* **Text provided**:
--------
- McCaw in 1956
- Born: John Elroy McCaw September 15, 1911 Colfax, Washington, U.S.
- Died: August 17, 1969 (aged 57) The Highlands, Seattle, Washington, U.S.
- Occupations: Businessman, broadcaster
- Spouse: Marion Mary Oliver ​(m. 1941)​
- Children: 4, including Bruce, Craig and John Jr.

= J. Elroy McCaw =

American entrepreneur and broadcaster (1911–1969)

John Elroy McCaw (September 15, 1911 – August 17, 1969) was an American businessman whose most visible holdings were in the broadcasting industry. McCaw owned several major-market radio and television stations in the United States, with his holdings primarily being concentrated in Washington state. He is also perhaps best known as the owner of WINS in New York City, which during his stewardship became the first radio station in the region to adopt a Top 40/rock and roll format in 1957.

==Early life==
McCaw was born on September 15, 1911, to John M. and Freda McCaw in Colfax in Whitman County, in eastern Washington.

While a student at Weatherwax High School in Aberdeen, he created a private telephone system that at one point connected the McCaw home, the high school, and downtown businesses; he broadcast recorded music and fed local radio station KXRO programs over his private lines, some of which were run in sewer pipes and alleys. After graduating high school, he spent a year working for Western Electric, installing switchboard equipment. He graduated from Washington State College, now Washington State University in 1934; he was the student manager of campus radio station KWSC there while studying radio engineering and business administration.

McCaw served in the United States Army Air Force in World War II, being called into service as a second lieutenant in 1942. He served as assistant executive officer to Brigadier General Hap Arnold and later in Air Force communications under Harold M. McClelland.

==Career==
McCaw entered the world of broadcasting as a founding owner of KELA in Chehalis and Centralia in 1937, after abandoning a plan to start a regional radio network similar to New England's Yankee Network. After World War II, during which he served in the United States Army, McCaw began to expand his broadcasting interests. In 1946, McCaw and other partners were authorized to start KPOA (630 AM) in Honolulu, Hawaiʻi. In 1950, McCaw purchased Seattle station KRSC (1150 AM) from the Radio Sales Corporation for $112,500. It was sold to Washington Telecasters in 1953. Also in 1950, McCaw acquired KYA in San Francisco, from Dorothy Schiff, in partnership with John D. Keating, with whom he owned KPOA.

When the Federal Communications Commission set a seven-station ownership limit in radio and stipulated that it applied to minority ownership in 1953, McCaw and CBS were the only two groups that were over the limit. McCaw owned eight stations at that time: KPOA in Honolulu (renamed KONA), KILA in Hilo, Hawaiʻi; KYA in San Francisco; KELA in Centralia; and KORC in Mineral Wells, Texas. He also held minority stakes in KALE in Richland, Washington; KYAK in Yakima, Washington; and KLZ in Denver, the last three with minority stakes. As a result, McCaw disposed of his interest in the Hilo station in 1954, and he also divested KPOA and KORC as part of moves to acquire New York station WINS from Crosley Broadcasting. During McCaw's ownership of WINS, the station instituted a disc jockey-driven format led by Alan Freed, bringing "rock and roll" music to New York. By 1957, WINS had become a full-time Top 40 outlet. KYA was sold in 1958 to Bartell Broadcasters. Several stations had been owned by a partnership between McCaw, John D. Keating and movie theater operator Charles Skouras; this relationship ended in 1959, with McCaw becoming the full owner of WINS while Keating took over KONA television in Honolulu and KDAY in Santa Monica, California.
--------
* **Material shown**:
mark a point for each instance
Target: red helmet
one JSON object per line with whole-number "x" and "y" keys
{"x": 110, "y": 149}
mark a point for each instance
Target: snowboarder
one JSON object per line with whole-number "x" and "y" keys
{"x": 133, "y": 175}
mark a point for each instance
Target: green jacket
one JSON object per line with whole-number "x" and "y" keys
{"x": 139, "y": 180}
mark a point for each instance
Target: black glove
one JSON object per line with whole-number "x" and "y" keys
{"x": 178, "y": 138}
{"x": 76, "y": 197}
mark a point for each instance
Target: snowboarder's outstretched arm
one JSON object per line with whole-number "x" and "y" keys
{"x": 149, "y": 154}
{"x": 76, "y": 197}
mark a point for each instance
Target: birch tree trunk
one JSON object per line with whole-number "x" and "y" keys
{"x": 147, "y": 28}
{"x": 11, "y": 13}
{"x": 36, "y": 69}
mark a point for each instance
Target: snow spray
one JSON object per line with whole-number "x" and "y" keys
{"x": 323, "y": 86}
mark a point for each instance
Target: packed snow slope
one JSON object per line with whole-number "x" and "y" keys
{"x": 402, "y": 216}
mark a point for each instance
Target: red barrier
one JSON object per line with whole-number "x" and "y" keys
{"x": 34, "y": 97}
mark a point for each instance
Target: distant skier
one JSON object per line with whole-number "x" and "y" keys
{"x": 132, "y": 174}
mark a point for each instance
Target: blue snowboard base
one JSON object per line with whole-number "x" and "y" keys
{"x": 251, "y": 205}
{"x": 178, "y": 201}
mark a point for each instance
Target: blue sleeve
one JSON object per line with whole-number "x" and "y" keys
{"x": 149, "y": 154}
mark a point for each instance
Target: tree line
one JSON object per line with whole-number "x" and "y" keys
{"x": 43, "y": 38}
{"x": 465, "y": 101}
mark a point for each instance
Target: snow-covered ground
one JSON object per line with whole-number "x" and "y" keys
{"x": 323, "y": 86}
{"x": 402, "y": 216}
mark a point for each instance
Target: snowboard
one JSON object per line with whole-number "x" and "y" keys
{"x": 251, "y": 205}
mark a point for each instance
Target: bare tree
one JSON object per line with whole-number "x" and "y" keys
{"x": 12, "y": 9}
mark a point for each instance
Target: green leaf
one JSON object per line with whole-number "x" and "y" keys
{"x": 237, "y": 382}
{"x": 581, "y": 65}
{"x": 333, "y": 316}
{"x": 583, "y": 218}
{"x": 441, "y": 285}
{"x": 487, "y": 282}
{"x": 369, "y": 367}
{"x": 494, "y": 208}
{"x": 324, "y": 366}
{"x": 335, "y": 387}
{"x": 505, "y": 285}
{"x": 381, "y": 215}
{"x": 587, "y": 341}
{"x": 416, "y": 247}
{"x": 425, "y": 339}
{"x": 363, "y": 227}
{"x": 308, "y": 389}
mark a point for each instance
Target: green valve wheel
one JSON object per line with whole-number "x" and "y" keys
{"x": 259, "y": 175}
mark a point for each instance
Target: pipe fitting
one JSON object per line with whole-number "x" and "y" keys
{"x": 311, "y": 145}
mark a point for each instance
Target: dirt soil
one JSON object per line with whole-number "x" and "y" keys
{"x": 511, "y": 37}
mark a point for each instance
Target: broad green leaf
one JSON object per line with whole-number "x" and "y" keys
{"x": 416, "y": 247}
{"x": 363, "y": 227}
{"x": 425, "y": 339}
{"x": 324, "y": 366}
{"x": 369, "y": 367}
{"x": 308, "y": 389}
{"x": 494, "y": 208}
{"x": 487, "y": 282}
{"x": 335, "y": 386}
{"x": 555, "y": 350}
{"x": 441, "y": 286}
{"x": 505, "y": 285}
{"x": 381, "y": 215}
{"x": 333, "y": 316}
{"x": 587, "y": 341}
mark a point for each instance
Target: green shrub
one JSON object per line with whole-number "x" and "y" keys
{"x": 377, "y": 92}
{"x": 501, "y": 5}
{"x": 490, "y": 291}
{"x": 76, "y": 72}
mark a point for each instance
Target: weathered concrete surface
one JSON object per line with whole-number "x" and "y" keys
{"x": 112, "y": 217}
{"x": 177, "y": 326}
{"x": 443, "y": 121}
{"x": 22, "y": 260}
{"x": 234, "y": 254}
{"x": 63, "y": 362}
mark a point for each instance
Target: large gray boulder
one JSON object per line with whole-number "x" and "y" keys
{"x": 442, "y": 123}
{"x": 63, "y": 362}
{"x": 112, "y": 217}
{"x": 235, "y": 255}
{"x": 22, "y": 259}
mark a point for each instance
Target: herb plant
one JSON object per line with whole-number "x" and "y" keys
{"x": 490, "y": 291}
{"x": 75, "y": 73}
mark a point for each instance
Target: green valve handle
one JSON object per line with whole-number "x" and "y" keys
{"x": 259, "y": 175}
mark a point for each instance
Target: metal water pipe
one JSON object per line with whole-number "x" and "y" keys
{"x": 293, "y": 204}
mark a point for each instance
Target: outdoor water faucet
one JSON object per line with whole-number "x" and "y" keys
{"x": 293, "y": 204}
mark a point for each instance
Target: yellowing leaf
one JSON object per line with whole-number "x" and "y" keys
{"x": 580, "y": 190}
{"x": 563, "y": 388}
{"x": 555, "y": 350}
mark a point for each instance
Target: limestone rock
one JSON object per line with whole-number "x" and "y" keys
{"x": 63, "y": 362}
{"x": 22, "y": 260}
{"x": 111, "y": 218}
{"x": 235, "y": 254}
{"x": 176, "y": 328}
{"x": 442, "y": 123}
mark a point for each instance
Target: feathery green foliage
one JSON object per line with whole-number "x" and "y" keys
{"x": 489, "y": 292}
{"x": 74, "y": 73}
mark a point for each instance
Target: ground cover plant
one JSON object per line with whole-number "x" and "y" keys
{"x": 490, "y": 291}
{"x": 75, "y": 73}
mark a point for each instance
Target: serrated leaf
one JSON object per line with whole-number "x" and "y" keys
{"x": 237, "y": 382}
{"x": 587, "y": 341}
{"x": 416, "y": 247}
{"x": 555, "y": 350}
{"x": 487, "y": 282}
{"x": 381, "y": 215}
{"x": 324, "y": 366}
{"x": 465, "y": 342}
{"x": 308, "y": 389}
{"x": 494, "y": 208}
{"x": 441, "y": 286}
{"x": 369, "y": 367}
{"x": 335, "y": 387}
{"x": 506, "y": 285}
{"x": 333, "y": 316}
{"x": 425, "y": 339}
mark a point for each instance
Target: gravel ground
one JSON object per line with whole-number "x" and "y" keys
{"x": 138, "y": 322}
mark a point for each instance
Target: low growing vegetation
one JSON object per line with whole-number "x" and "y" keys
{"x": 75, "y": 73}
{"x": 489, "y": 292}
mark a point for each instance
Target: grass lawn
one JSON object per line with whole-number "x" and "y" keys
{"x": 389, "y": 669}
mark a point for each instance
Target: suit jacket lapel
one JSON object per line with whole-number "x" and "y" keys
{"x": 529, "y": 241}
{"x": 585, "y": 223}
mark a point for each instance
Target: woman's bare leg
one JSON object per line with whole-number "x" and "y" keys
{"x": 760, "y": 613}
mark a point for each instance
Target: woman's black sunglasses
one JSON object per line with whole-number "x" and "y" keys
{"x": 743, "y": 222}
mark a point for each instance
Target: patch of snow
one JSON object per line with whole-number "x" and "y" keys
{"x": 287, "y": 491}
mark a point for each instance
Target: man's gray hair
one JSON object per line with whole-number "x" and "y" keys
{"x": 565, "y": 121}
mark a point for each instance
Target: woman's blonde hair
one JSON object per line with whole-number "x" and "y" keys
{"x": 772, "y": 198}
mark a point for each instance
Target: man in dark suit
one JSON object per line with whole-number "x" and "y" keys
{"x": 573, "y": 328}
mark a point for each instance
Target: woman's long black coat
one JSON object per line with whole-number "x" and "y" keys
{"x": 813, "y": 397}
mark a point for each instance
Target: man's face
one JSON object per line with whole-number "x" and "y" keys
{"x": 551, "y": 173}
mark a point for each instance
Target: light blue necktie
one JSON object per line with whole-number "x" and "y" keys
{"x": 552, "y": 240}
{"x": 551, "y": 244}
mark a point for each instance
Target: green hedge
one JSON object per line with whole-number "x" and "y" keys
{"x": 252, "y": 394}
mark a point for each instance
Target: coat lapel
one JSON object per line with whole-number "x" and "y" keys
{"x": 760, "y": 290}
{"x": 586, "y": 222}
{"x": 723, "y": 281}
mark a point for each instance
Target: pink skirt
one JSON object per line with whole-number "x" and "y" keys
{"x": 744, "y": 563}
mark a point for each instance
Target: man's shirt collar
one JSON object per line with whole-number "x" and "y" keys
--------
* **Problems to work on**:
**A.** Extract the passage of the J. Elroy McCaw article from "- McCaw in 1956" to "Seattle, Washington, U.S.".
**B.** According to the J. Elroy McCaw article, how much did McCaw pay for Seattle station KRSC in 1950?
**C.** List every child of McCaw whom the J. Elroy McCaw article names.

* **Answer list**:
**A.**
- McCaw in 1956
- Born: John Elroy McCaw September 15, 1911 Colfax, Washington, U.S.
- Died: August 17, 1969 (aged 57) The Highlands, Seattle, Washington, U.S.

**B.** $112,500

**C.** Bruce, Craig, John Jr.